**Supplied data**
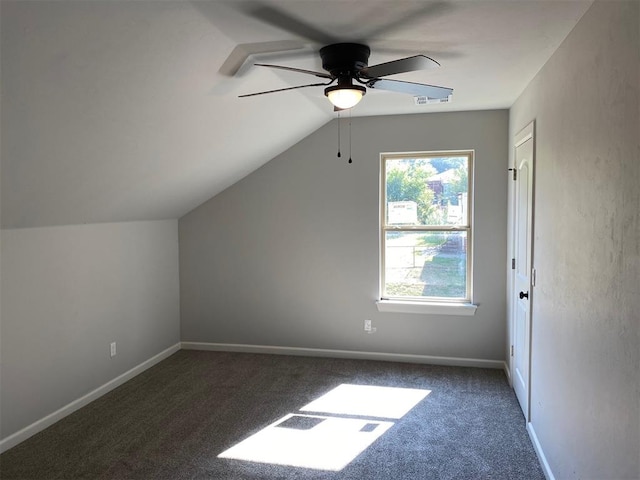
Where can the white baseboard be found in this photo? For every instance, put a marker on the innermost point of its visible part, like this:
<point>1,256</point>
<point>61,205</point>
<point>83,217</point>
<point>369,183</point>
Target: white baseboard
<point>358,355</point>
<point>507,372</point>
<point>38,426</point>
<point>538,448</point>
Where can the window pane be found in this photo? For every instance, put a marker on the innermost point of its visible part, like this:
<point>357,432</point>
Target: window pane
<point>427,191</point>
<point>426,264</point>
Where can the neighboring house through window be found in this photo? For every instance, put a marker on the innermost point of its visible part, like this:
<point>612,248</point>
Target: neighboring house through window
<point>426,230</point>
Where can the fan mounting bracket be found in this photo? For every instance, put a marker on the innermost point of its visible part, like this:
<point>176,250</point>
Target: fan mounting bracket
<point>345,59</point>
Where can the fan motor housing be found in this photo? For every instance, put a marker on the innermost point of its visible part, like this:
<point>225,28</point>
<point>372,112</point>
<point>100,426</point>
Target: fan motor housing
<point>342,59</point>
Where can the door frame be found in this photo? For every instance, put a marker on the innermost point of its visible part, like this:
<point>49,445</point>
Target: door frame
<point>523,135</point>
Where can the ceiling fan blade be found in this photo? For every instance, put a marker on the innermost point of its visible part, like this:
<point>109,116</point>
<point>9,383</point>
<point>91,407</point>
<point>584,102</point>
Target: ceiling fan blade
<point>409,64</point>
<point>241,52</point>
<point>284,21</point>
<point>284,89</point>
<point>415,89</point>
<point>299,70</point>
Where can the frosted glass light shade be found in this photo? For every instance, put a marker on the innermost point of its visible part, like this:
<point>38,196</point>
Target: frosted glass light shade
<point>345,97</point>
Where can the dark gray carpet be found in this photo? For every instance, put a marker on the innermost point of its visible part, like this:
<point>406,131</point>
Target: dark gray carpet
<point>173,420</point>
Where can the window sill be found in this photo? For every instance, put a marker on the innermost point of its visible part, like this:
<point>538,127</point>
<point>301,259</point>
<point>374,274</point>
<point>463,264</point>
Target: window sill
<point>396,306</point>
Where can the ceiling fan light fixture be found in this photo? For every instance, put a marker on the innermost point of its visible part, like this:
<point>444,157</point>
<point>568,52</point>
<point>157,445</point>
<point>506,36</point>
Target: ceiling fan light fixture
<point>345,96</point>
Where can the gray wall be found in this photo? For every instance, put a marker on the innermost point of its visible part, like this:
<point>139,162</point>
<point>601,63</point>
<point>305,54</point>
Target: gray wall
<point>67,292</point>
<point>289,255</point>
<point>585,390</point>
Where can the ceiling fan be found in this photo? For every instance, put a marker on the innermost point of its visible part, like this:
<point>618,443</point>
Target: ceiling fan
<point>346,63</point>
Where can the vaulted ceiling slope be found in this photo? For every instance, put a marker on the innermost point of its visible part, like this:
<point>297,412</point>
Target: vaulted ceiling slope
<point>118,111</point>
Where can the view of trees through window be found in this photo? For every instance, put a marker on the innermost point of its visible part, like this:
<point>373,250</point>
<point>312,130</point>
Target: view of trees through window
<point>426,226</point>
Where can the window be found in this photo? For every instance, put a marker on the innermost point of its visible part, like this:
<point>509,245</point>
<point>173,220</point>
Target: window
<point>426,212</point>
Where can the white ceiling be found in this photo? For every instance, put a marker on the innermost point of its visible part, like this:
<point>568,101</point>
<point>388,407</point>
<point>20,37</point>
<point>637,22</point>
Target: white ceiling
<point>117,111</point>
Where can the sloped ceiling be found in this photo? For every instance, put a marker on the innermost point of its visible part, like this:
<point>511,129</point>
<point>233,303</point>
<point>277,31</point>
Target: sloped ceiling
<point>117,110</point>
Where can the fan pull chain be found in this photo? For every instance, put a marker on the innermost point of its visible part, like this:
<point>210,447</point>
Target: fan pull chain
<point>350,160</point>
<point>339,154</point>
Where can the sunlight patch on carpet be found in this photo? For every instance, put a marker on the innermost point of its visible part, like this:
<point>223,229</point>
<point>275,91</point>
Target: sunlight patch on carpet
<point>329,442</point>
<point>368,401</point>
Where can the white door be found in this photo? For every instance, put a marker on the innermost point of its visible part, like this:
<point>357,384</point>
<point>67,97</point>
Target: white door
<point>523,239</point>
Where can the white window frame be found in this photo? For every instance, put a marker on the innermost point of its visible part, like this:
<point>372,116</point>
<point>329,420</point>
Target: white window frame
<point>428,305</point>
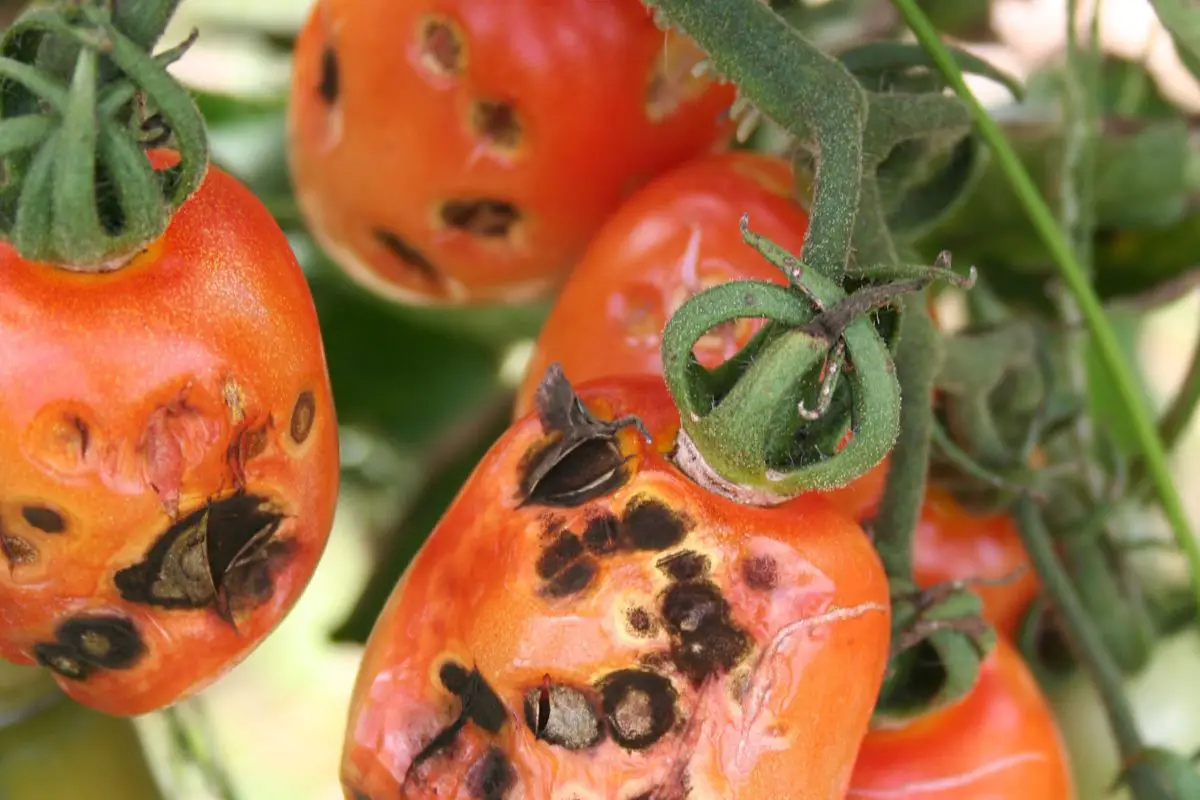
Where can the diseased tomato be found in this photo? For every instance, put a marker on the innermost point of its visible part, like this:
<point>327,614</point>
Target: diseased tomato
<point>1164,702</point>
<point>466,150</point>
<point>952,543</point>
<point>672,239</point>
<point>168,455</point>
<point>587,623</point>
<point>999,741</point>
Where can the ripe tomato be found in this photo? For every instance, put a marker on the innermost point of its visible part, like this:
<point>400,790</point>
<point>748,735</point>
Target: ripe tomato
<point>952,543</point>
<point>168,455</point>
<point>673,238</point>
<point>587,621</point>
<point>1165,705</point>
<point>466,150</point>
<point>1000,741</point>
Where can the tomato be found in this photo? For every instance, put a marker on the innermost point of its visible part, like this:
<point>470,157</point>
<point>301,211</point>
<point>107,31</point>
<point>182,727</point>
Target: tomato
<point>168,455</point>
<point>587,621</point>
<point>1164,702</point>
<point>952,543</point>
<point>467,150</point>
<point>999,741</point>
<point>673,238</point>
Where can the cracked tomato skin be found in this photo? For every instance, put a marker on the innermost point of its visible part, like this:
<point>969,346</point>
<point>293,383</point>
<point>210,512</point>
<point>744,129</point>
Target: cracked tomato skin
<point>169,455</point>
<point>449,151</point>
<point>618,632</point>
<point>999,741</point>
<point>672,239</point>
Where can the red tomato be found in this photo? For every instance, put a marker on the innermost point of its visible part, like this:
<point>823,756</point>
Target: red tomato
<point>467,150</point>
<point>952,543</point>
<point>1000,743</point>
<point>586,621</point>
<point>168,455</point>
<point>676,236</point>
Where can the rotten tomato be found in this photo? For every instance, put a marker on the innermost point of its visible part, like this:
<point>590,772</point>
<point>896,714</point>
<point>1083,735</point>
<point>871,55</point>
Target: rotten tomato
<point>586,621</point>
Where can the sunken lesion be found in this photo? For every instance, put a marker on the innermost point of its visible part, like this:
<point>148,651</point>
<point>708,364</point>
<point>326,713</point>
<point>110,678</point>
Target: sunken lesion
<point>220,557</point>
<point>87,644</point>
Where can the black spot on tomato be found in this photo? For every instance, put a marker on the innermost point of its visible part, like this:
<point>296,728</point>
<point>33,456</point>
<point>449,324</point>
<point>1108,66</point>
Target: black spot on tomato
<point>601,535</point>
<point>48,521</point>
<point>760,572</point>
<point>481,217</point>
<point>648,524</point>
<point>220,555</point>
<point>329,84</point>
<point>573,579</point>
<point>491,776</point>
<point>418,264</point>
<point>304,414</point>
<point>559,554</point>
<point>705,638</point>
<point>639,705</point>
<point>89,643</point>
<point>563,716</point>
<point>684,565</point>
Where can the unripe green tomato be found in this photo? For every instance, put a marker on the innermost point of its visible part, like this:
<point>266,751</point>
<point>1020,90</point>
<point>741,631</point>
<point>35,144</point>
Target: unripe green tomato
<point>67,751</point>
<point>1164,702</point>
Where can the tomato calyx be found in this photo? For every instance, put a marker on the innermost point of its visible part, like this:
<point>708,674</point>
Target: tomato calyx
<point>81,101</point>
<point>581,458</point>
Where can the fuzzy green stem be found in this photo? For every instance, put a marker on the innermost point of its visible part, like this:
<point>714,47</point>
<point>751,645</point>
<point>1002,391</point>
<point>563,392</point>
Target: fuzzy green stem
<point>1077,281</point>
<point>918,358</point>
<point>810,94</point>
<point>1087,645</point>
<point>85,197</point>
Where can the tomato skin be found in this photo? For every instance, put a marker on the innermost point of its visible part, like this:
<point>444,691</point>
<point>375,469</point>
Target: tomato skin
<point>1000,741</point>
<point>180,402</point>
<point>952,543</point>
<point>433,156</point>
<point>475,596</point>
<point>1165,707</point>
<point>673,238</point>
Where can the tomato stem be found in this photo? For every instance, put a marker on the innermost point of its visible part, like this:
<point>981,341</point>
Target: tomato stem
<point>79,89</point>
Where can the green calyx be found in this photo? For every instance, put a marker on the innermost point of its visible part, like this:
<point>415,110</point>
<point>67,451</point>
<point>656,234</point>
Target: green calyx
<point>81,101</point>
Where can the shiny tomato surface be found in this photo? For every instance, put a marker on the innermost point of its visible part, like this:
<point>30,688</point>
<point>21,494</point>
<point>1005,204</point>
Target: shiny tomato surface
<point>466,150</point>
<point>168,455</point>
<point>587,623</point>
<point>1000,743</point>
<point>672,239</point>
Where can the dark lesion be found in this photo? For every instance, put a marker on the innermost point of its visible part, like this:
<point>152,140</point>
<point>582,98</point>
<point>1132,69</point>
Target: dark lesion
<point>88,643</point>
<point>579,458</point>
<point>414,260</point>
<point>219,557</point>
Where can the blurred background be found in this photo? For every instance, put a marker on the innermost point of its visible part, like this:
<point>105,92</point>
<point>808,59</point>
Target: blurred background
<point>275,725</point>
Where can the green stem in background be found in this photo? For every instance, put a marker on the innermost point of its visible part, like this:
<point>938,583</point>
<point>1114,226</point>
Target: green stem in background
<point>1089,649</point>
<point>1077,281</point>
<point>918,358</point>
<point>85,197</point>
<point>802,89</point>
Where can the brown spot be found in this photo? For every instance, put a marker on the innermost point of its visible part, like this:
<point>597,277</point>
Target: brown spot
<point>483,217</point>
<point>670,83</point>
<point>641,621</point>
<point>760,572</point>
<point>442,46</point>
<point>570,722</point>
<point>19,552</point>
<point>418,266</point>
<point>497,122</point>
<point>220,555</point>
<point>46,519</point>
<point>329,85</point>
<point>639,707</point>
<point>304,414</point>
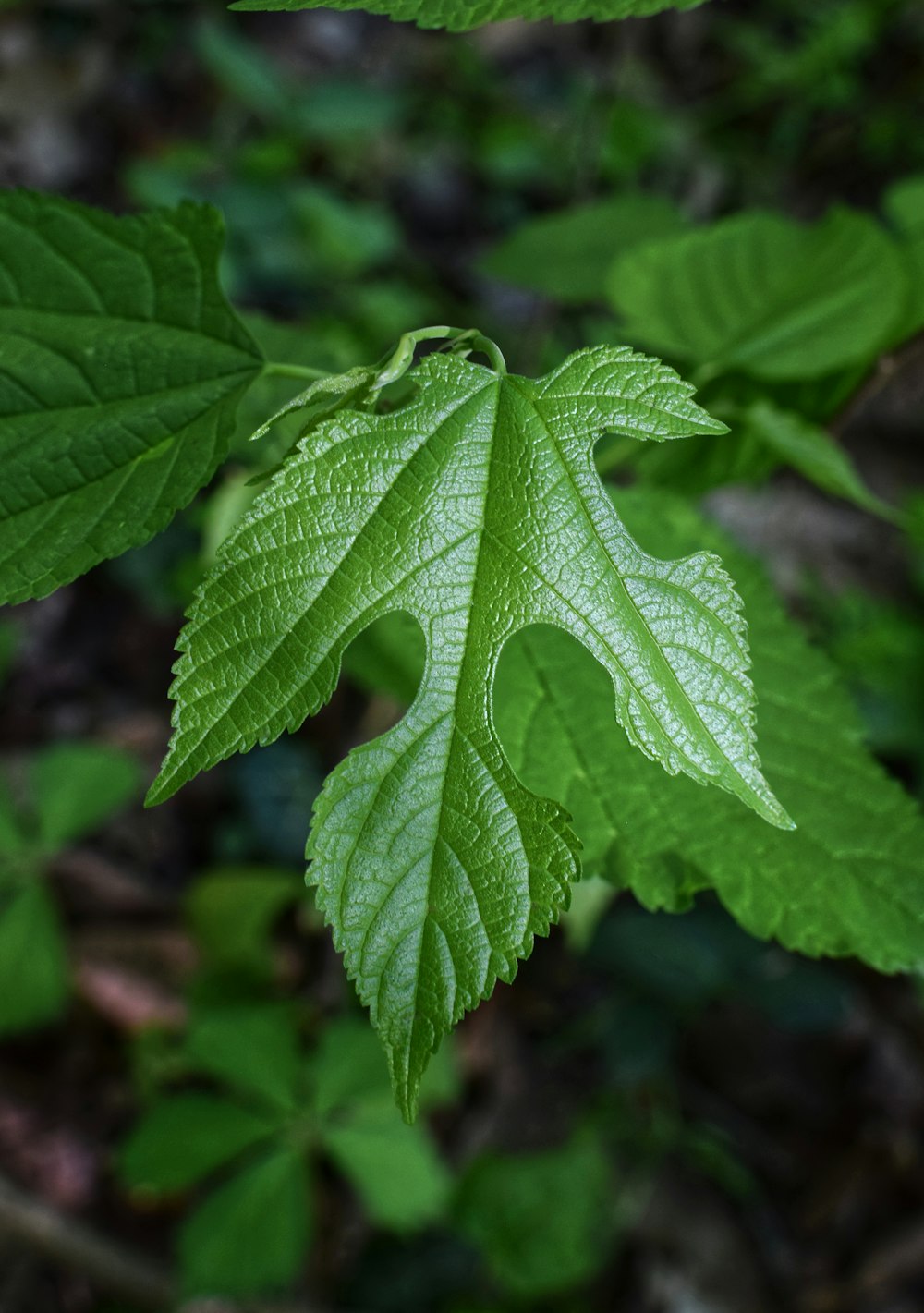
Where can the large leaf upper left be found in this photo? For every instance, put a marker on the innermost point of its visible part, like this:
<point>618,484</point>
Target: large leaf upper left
<point>477,508</point>
<point>122,367</point>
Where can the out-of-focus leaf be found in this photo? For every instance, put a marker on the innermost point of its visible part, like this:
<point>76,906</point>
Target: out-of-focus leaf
<point>465,15</point>
<point>541,1220</point>
<point>77,786</point>
<point>33,957</point>
<point>187,1137</point>
<point>118,322</point>
<point>814,453</point>
<point>253,1234</point>
<point>762,295</point>
<point>231,914</point>
<point>252,1048</point>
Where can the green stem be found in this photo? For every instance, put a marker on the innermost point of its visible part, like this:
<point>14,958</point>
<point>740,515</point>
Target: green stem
<point>285,371</point>
<point>461,340</point>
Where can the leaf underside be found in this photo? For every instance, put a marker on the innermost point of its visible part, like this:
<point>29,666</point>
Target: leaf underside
<point>478,511</point>
<point>115,328</point>
<point>465,15</point>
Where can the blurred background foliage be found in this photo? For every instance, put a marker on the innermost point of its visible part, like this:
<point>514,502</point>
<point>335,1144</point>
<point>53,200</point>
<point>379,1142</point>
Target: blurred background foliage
<point>663,1115</point>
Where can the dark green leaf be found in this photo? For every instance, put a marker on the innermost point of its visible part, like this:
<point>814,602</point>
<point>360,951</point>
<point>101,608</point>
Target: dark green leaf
<point>568,255</point>
<point>477,510</point>
<point>184,1138</point>
<point>764,295</point>
<point>253,1234</point>
<point>848,881</point>
<point>464,15</point>
<point>252,1048</point>
<point>541,1220</point>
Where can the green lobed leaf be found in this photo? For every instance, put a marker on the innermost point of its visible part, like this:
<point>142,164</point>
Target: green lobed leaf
<point>465,15</point>
<point>762,295</point>
<point>122,365</point>
<point>846,882</point>
<point>477,508</point>
<point>251,1234</point>
<point>187,1137</point>
<point>567,255</point>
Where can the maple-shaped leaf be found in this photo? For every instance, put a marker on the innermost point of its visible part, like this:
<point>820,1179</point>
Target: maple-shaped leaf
<point>478,510</point>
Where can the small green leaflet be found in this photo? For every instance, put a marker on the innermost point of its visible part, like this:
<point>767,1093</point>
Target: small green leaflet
<point>115,333</point>
<point>812,452</point>
<point>465,15</point>
<point>848,882</point>
<point>477,510</point>
<point>765,296</point>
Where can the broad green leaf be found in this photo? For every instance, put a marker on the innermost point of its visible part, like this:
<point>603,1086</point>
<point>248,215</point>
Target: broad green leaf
<point>846,882</point>
<point>77,786</point>
<point>568,253</point>
<point>252,1047</point>
<point>543,1222</point>
<point>253,1234</point>
<point>765,296</point>
<point>477,510</point>
<point>187,1137</point>
<point>465,15</point>
<point>905,203</point>
<point>814,453</point>
<point>33,959</point>
<point>122,370</point>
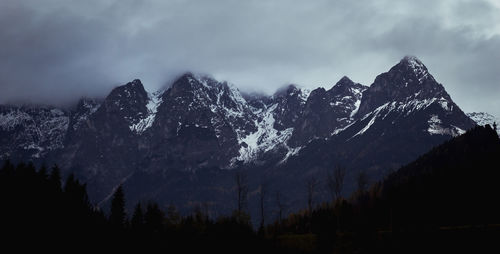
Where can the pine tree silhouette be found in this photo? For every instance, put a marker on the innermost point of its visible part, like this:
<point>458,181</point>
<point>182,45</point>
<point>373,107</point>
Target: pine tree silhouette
<point>137,221</point>
<point>118,216</point>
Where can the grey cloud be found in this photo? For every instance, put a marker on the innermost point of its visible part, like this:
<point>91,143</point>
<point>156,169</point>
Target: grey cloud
<point>59,50</point>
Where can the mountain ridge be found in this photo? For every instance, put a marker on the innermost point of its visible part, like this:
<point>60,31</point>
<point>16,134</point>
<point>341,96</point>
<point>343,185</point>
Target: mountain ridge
<point>200,124</point>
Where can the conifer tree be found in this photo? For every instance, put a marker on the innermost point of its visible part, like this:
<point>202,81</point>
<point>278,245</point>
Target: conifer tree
<point>137,221</point>
<point>55,178</point>
<point>118,216</point>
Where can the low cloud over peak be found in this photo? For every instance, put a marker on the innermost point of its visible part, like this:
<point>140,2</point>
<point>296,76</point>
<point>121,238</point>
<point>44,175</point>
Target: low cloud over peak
<point>57,51</point>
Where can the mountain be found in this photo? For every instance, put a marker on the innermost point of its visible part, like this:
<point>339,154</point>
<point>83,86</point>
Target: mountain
<point>184,143</point>
<point>482,119</point>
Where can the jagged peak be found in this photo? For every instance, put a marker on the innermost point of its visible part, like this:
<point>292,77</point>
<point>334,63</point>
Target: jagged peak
<point>345,80</point>
<point>412,61</point>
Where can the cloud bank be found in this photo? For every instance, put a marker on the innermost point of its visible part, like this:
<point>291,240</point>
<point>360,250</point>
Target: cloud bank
<point>55,51</point>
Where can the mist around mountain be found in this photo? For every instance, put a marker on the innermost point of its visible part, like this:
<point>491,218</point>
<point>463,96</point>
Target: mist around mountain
<point>185,144</point>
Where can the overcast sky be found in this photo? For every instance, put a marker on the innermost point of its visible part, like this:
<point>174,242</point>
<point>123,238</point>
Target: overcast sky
<point>54,51</point>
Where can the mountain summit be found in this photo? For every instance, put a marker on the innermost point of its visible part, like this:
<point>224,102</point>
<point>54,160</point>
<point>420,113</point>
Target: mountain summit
<point>185,142</point>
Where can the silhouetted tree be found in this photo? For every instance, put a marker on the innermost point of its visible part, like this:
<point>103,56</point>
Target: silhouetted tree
<point>174,218</point>
<point>153,218</point>
<point>118,216</point>
<point>55,178</point>
<point>335,182</point>
<point>137,221</point>
<point>262,200</point>
<point>241,191</point>
<point>311,192</point>
<point>362,181</point>
<point>280,203</point>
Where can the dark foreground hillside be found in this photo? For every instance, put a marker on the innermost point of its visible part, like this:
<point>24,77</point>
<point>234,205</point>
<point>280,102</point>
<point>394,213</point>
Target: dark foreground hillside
<point>447,200</point>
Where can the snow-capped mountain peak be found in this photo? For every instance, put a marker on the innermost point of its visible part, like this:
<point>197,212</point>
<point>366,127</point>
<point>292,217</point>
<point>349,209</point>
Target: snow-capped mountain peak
<point>483,118</point>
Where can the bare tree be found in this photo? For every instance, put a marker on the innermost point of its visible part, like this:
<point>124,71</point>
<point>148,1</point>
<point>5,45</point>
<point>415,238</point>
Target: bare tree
<point>262,199</point>
<point>242,191</point>
<point>335,182</point>
<point>311,192</point>
<point>362,181</point>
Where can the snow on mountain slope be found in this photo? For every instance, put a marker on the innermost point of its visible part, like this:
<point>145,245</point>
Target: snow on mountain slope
<point>144,123</point>
<point>483,118</point>
<point>31,130</point>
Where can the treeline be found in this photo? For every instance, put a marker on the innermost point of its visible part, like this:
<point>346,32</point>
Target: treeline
<point>39,211</point>
<point>447,200</point>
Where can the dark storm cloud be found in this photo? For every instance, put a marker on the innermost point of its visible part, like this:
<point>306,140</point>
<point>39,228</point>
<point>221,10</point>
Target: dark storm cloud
<point>59,50</point>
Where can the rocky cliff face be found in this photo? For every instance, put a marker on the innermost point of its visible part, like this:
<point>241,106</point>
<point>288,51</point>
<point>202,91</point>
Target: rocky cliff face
<point>183,143</point>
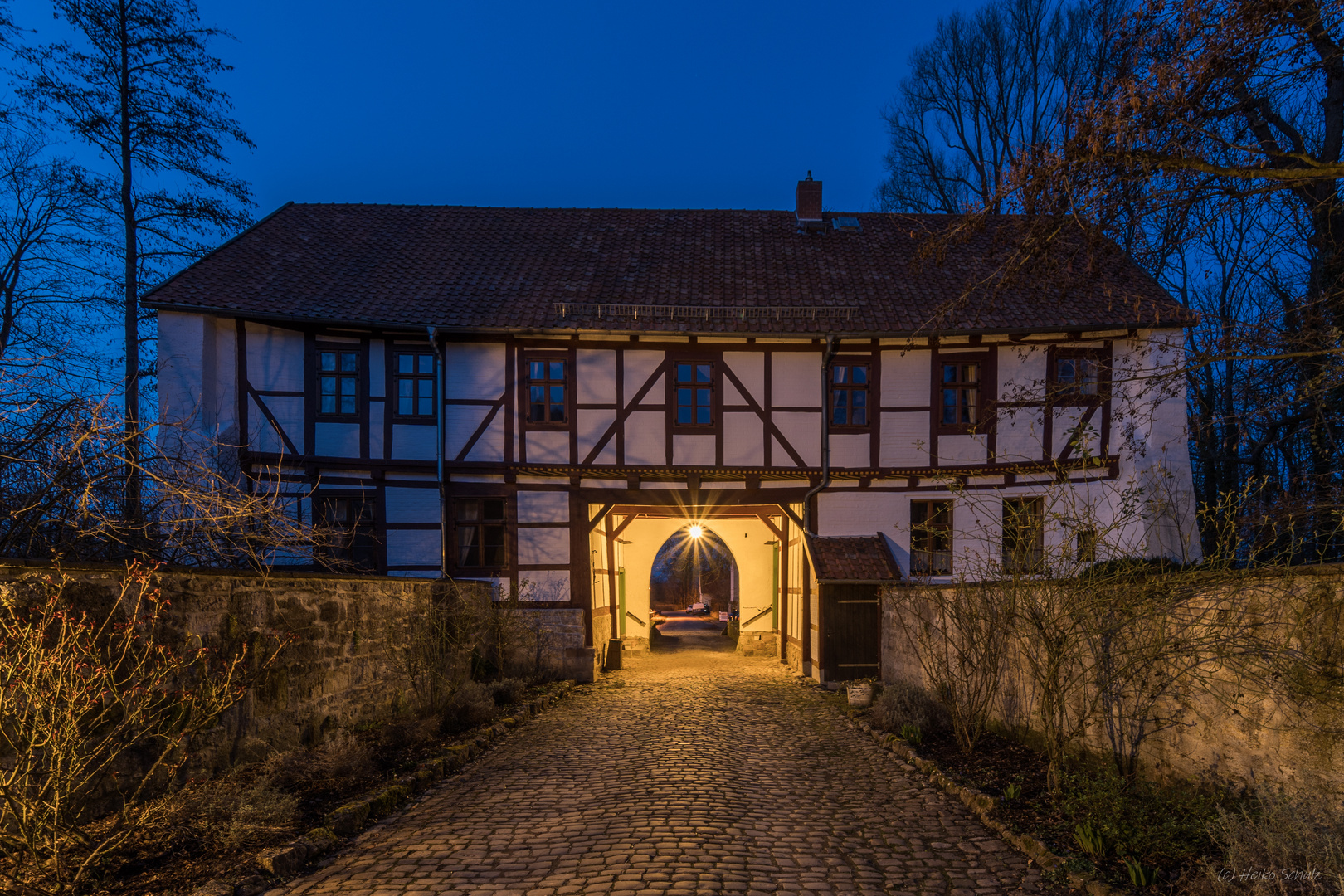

**Set task**
Count the lines above that contain the word "shade" and give only the number.

**Answer in full**
2